> [本文]
十五、変遷

朝顔、乙女

変遷

 前回は、藤壺の宮が亡くなり、冷泉帝が自分の本当の父親が源氏の君であることを知ると言う大きな出来事がありました。その後で、源氏が、息子の妻である斎宮の女御に言い寄って嫌悪感を抱かせてしまったというようなこともありましたね。

 さて、その同じ年の晩秋の頃、源氏の君は朝顔の斎院と呼ばれる方にしげしげと便りをだしています。この方は源氏が一七歳の頃からの思い人で、いとこにあたる方でもあります。ずっと、折々の便りのやりとりはして来たものの、朝顔の君は若いころから源氏の君の愛を受け入れることは全く考えていません。賀茂神社の斎院を勤めていた間は途切れていたものの、斎院を退下した途端に、再び熱心に言い寄ってくる源氏に、彼女はあきれ気味です。ただ、世間はお似合いの仲と噂し、朝顔の君の周囲も源氏の君との結婚を望み、そのように働きかけたのでした。源氏は紫の上に気をつかいながらも、朝顔を訪ねずにいられません。朝顔の斎院は、亡くなった父、兵部卿の屋敷に、叔母の五の宮と暮らしています。この方は源氏にとっても叔母にあたるわけで、その五の宮を見舞うという口実で朝顔に逢おうとします。何度目かの訪問で、今回こそはと、源氏の君は綿々と心を訴えるのですが、朝顔は直接応対することもせず、女房を介してのやりとり、しかもきっぱりとした拒絶でした。原文です。

  今宵はいとまめやかに聞こえたまひて、「一言、憎しなども、人伝ならでのたまはせむを、思ひ絶ゆるふしにもせむ」と、おり立ちて責めきこえたまへど、昔、われも人も若やかに、罪ゆるされたりし世にだに、故宮などの心寄せおぼしたりしを、なほあるまじくはづかしと思ひきこえてやみにしを、世の末に、さだすぎ、つきなきほどにて、一声もいとまばゆからむとおぼして、さらに動きなき御心なれば、あさましうつらしと思ひきこえたまふ。

 せめて憎しとだけでも直接お声を聞かせてくださいと源氏は訴えるのですが、朝顔は若いころさえ受け入れなかった求愛なのに、今さらこんな不似合いな年齢になって、と相手にしません。拒まれれば、一層執着が増し、また、このまま引き下がるのも悔しく
源氏は独り物思いにふけって、自宅二条院にも帰らず、宮中で宿直する夜が続きました。
 そんな源氏の様子に、紫の上は、もし、世間の噂通りに源氏の君が朝顔斎院を正妻に迎えるようなことになれば、自分の立場はどうなるのかと不安でいっぱいになっていました。しかし、朝顔の君の意思は変わらず、結局は源氏の君もあきらめるしかなかったのでした。季節は冬になっています。朝顔の斎院とのことで、すっかり元気をなくしている紫の上を源氏は懸命に慰めます。「どうしたの、いつもと違うね」などと言って。少し原文で読みましょう。

> [取り組む課題]
1. 本文から、「そんな源氏の様子に、紫の上は」を含む語句で始め、「て。少し原文で読みましょう。」で終わる部分をそのまま書き写せ。
2. 本文中の「朝顔の斎院は、亡くなった父、兵部卿の屋敷に、叔母の五の宮と暮らしています。」という一文を英語に訳せ。
3. 本文に基づいて次の問いに答えよ。答えにも同じ記号を付けること。
(a) 源氏が朝顔の君を思うようになったのは何歳の頃からか。
(b) 源氏は何を口実にして朝顔に逢おうとしたか。
(c) 源氏が宮中で宿直を続けた間、帰らなかった自宅は何という名か。

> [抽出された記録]
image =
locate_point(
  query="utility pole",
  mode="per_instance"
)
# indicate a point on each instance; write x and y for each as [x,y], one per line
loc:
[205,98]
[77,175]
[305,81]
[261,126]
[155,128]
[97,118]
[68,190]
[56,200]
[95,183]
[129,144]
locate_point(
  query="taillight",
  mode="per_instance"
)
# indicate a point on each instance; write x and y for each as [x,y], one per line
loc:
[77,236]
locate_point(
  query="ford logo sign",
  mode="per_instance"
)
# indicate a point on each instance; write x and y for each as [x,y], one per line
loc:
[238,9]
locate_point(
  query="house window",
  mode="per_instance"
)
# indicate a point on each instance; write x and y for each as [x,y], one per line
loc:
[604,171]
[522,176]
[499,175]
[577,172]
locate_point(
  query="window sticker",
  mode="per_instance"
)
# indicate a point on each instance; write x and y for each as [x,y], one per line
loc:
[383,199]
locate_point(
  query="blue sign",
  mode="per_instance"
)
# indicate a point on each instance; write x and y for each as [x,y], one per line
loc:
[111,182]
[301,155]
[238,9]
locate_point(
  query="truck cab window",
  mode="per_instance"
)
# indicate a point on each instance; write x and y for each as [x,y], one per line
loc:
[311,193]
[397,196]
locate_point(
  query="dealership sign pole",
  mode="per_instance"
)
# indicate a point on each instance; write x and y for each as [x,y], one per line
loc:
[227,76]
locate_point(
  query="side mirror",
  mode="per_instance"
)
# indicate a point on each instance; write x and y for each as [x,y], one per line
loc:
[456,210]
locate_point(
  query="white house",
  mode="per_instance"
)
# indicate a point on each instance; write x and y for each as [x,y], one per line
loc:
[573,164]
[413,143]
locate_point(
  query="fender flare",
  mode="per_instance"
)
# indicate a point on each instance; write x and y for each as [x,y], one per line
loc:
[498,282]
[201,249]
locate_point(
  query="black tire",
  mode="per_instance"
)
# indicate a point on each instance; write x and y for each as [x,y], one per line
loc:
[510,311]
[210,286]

> [回答]
1.
そんな源氏の様子に、紫の上は、もし、世間の噂通りに源氏の君が朝顔斎院を正妻に迎えるようなことになれば、自分の立場はどうなるのかと不安でいっぱいになっていました。しかし、朝顔の君の意思は変わらず、結局は源氏の君もあきらめるしかなかったのでした。季節は冬になっています。朝顔の斎院とのことで、すっかり元気をなくしている紫の上を源氏は懸命に慰めます。「どうしたの、いつもと違うね」などと言って。少し原文で読みましょう。

2. Asagao no Saiin lives with her aunt, the Fifth Princess, at the residence of her late father, the Minister of War.

3.
(a) 源氏が十七歳の頃からである。
(b) 叔母の五の宮を見舞うという口実である。
(c) 二条院である。